** Exercise instructions **
Write out, word for word, the part of the cancer-care article from "On a Pacific" up to and including "advice of doctors.".

** Selected extract **

Monday, Feb. 12, 1979
A Battle over Cancer Care
Should state or parents decide?
On a Pacific beach near Tijuana, Mexico, Chad Green, a frail but lively three-year-old American boy, was happily digging into the sand last week and laughing at squirrels scampering near by, quite unaware that he is the subject of a dramatic medical and legal controversy. Chad is suffering from leukemia, and an argument is raging over who has the right to decide how he should be treated: his parents, Gerald and Diana Green, or state officials in Massachusetts responding to the advice of doctors.
A blond child with a winning smile, Chad began chemotherapy at the University of Nebraska Medical Center in his home town of Omaha when he was 21 months old. Doctors there claimed that he was improving rapidly under their care and that the leukemia was in remission. But when they suggested radiation treatment for further protection, Green, who is a welder, and his wife moved to Massachusetts and placed Chad with Dr. John Truman, a noted specialist in pediatric hematology at Massachusetts General Hospital. Truman continued the chemotherapy.

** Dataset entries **

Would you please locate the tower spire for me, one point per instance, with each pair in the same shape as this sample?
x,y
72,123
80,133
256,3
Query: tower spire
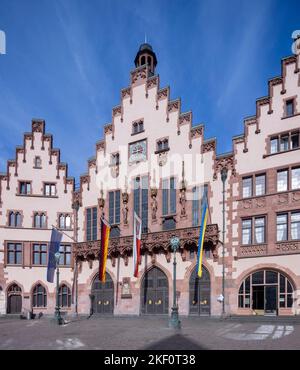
x,y
146,56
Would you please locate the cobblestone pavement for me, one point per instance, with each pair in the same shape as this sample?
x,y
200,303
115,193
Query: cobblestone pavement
x,y
148,333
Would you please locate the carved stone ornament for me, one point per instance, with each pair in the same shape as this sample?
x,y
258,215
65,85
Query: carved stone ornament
x,y
125,198
182,201
115,171
154,204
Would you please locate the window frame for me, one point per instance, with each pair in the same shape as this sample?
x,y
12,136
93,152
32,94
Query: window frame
x,y
41,254
253,228
26,183
15,253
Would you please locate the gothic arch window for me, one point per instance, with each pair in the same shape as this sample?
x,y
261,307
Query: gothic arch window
x,y
39,296
64,295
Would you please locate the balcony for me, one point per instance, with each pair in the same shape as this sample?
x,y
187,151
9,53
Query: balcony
x,y
152,243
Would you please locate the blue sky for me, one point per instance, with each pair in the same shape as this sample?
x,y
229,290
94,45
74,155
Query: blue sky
x,y
67,60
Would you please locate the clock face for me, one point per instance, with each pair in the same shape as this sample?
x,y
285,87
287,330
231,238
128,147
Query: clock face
x,y
138,151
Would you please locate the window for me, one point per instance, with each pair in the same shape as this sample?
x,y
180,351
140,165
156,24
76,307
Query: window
x,y
295,225
14,254
140,200
169,223
289,108
284,143
25,188
295,140
247,232
199,195
37,162
296,178
162,145
91,224
137,127
39,254
259,226
64,296
282,180
169,196
64,221
40,221
49,190
282,232
39,296
14,219
274,145
65,255
115,159
260,185
114,207
247,187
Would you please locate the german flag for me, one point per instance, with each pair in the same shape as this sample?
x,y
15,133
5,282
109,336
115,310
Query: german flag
x,y
105,231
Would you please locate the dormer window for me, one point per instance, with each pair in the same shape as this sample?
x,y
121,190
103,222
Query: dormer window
x,y
162,145
49,190
289,108
25,187
39,220
137,127
37,162
284,142
14,219
64,221
115,159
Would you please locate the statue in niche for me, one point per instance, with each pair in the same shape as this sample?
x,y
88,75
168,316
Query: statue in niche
x,y
154,204
125,207
154,208
182,201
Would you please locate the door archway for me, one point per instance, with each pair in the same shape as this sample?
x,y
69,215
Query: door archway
x,y
102,296
155,293
199,288
14,299
266,292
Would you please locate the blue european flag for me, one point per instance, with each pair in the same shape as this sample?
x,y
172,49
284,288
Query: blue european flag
x,y
56,237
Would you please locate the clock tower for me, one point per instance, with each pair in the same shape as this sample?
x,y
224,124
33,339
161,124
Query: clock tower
x,y
146,55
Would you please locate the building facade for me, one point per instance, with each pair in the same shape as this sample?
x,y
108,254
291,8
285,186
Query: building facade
x,y
154,161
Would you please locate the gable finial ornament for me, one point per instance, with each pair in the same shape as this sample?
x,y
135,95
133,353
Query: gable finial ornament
x,y
101,201
182,196
125,198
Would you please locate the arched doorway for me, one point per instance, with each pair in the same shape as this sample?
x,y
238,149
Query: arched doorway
x,y
155,293
14,299
102,296
266,291
199,300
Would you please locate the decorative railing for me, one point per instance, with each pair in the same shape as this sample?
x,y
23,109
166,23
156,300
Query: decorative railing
x,y
151,242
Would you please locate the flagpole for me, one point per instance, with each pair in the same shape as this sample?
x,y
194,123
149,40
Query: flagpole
x,y
63,233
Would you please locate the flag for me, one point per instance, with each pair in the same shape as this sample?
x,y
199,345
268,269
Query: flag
x,y
75,275
54,245
201,237
137,236
105,231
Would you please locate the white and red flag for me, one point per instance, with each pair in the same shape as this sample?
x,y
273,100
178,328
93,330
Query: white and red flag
x,y
137,237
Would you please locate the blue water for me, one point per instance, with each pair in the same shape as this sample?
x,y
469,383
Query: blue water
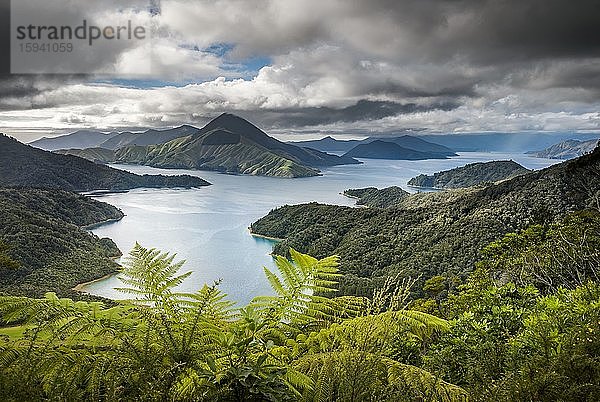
x,y
208,226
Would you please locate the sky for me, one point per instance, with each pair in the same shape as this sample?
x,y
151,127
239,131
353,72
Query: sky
x,y
347,68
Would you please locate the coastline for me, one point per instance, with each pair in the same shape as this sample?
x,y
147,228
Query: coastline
x,y
104,222
81,286
275,239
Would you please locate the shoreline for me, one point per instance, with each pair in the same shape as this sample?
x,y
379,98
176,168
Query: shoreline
x,y
275,239
81,286
101,223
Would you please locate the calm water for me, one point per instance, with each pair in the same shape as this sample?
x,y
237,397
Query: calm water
x,y
208,226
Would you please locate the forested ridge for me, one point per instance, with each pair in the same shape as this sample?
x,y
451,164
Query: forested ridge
x,y
489,339
373,197
430,234
23,165
42,235
478,294
470,175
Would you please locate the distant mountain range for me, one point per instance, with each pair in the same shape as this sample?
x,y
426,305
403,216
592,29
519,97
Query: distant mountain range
x,y
388,150
429,234
329,144
79,139
502,142
25,166
567,149
227,144
470,175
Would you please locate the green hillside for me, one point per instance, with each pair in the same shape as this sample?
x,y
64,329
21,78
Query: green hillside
x,y
23,165
42,230
470,175
430,234
227,144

** Reply to the exercise **
On a Pacific beach near Tijuana, Mexico, Chad Green, a frail but lively three-year-old American boy, was happily digging into the sand last week and laughing at squirrels scampering near by, quite unaware that he is the subject of a dramatic medical and legal controversy. Chad is suffering from leukemia, and an argument is raging over who has the right to decide how he should be treated: his parents, Gerald and Diana Green, or state officials in Massachusetts responding to the advice of doctors.